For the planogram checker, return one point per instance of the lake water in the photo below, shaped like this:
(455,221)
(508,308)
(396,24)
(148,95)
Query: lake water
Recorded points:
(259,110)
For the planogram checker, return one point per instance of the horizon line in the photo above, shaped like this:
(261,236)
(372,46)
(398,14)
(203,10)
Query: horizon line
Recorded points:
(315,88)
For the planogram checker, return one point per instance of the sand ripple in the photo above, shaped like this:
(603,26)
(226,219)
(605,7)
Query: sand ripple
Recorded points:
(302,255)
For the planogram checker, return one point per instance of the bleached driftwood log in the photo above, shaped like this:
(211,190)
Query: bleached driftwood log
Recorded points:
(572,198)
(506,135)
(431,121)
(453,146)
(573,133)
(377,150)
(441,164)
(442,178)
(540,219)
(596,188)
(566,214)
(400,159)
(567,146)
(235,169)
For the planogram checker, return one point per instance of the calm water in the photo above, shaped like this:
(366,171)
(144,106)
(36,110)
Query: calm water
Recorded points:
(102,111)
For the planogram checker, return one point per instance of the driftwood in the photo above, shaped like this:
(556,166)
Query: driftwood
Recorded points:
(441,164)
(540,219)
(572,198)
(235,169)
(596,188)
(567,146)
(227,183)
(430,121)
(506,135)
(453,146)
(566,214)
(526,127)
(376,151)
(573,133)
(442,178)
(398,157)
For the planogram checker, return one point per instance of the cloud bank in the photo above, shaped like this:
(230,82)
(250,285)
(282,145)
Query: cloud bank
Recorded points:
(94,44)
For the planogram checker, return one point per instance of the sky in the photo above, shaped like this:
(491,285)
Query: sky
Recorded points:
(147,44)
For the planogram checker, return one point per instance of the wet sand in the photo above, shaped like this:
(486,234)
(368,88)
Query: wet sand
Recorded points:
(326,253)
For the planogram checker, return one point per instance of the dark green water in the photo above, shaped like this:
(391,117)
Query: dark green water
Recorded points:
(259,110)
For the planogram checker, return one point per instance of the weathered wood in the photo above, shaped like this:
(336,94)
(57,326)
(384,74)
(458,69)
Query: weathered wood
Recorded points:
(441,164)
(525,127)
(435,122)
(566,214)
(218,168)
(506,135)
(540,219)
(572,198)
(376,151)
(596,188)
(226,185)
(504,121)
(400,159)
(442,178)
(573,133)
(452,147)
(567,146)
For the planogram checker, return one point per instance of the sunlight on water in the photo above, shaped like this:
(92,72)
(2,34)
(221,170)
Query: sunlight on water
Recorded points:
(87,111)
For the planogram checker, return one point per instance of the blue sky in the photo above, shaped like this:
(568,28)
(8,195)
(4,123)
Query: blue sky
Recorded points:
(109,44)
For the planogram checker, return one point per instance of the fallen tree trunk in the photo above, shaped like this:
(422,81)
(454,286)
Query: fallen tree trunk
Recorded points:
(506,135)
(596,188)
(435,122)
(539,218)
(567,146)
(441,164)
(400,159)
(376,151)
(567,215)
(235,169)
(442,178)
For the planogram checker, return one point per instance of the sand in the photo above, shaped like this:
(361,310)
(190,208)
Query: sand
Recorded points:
####
* **Exercise goal**:
Repeat the entire listing above without changing a word.

* **Task solution**:
For the planogram checker, return one point per instance of the lake water in the photo below, shaped like this:
(455,221)
(508,308)
(396,24)
(148,95)
Query: lake water
Recorded points:
(259,110)
For the planogram checker, return one point per instance of the horizon line in the photo above, shaped like this:
(261,236)
(372,46)
(398,14)
(203,10)
Query: horizon line
Recorded points:
(315,88)
For the planogram checker, return one point per instance of the sand ripple in the photo above, shaped like this:
(603,26)
(226,219)
(605,7)
Query: sand ripple
Recorded points:
(302,255)
For the planogram checker, return one point per instance of the bleached driftwood log in the photo above, shaped like this:
(211,190)
Query: bleached driftwood log
Recorded points:
(572,198)
(506,135)
(431,121)
(453,146)
(573,133)
(377,150)
(441,164)
(442,178)
(540,219)
(596,188)
(566,214)
(400,159)
(567,146)
(235,169)
For the planogram checker, return one point per instance of the calm water in the photo above, shaped like this:
(366,171)
(144,106)
(36,110)
Query: calm water
Recorded points:
(102,111)
For the planogram checker, return one point per instance of the driftwood in the photo above, shaped like this:
(556,166)
Query: driftwood
Recorded points:
(441,164)
(540,219)
(572,198)
(235,169)
(596,188)
(567,146)
(227,183)
(430,121)
(506,135)
(453,146)
(566,214)
(526,127)
(376,151)
(573,133)
(442,178)
(398,157)
For the planogram checker, return one point per instance of the cloud bank in the photo above, shaped like this:
(230,82)
(250,285)
(282,145)
Query: cloud bank
Recorded points:
(94,44)
For the planogram checker, return one point per instance of the sky in the photo above, shaped like this:
(491,285)
Query: sky
Recorded points:
(147,44)
For the planogram checker, return one point per instance of the wet sand in the photo above, shaped like this:
(486,234)
(368,88)
Query: wet sand
Recorded points:
(326,253)
For the planogram checker, return one point per instance of the dark green water in the photo above, shaped like this:
(391,117)
Query: dark green water
Recorded points:
(259,110)
For the planogram checker, return one point per instance of the weathered wood in the photo above, shaped like this:
(336,94)
(57,326)
(384,74)
(458,69)
Query: weathered wood
Recorded points:
(441,164)
(525,127)
(435,122)
(566,214)
(218,168)
(506,135)
(540,219)
(572,198)
(376,151)
(596,188)
(226,185)
(504,121)
(400,159)
(442,178)
(573,133)
(452,147)
(567,146)
For the planogram checker, return one point per instance of the sunlight on water in the photo above, shaped like this:
(92,72)
(2,34)
(221,170)
Query: sunlight on water
Recorded points:
(87,111)
For the planogram checker, return one point per instance of the blue sky in the photo above, shaped like this:
(568,28)
(8,195)
(4,123)
Query: blue sky
Recorded points:
(109,44)
For the planogram checker, return one point per instance of the fallen tree trunk in the photo above, shaped like this:
(422,81)
(454,286)
Query: fallen tree trunk
Recorded points:
(506,135)
(596,188)
(435,122)
(539,218)
(567,146)
(441,164)
(400,159)
(376,151)
(567,215)
(235,169)
(442,178)
For the planogram checker, return one point per instance of the sand in the photo above, shaped like this:
(361,310)
(190,208)
Query: sand
Recorded points:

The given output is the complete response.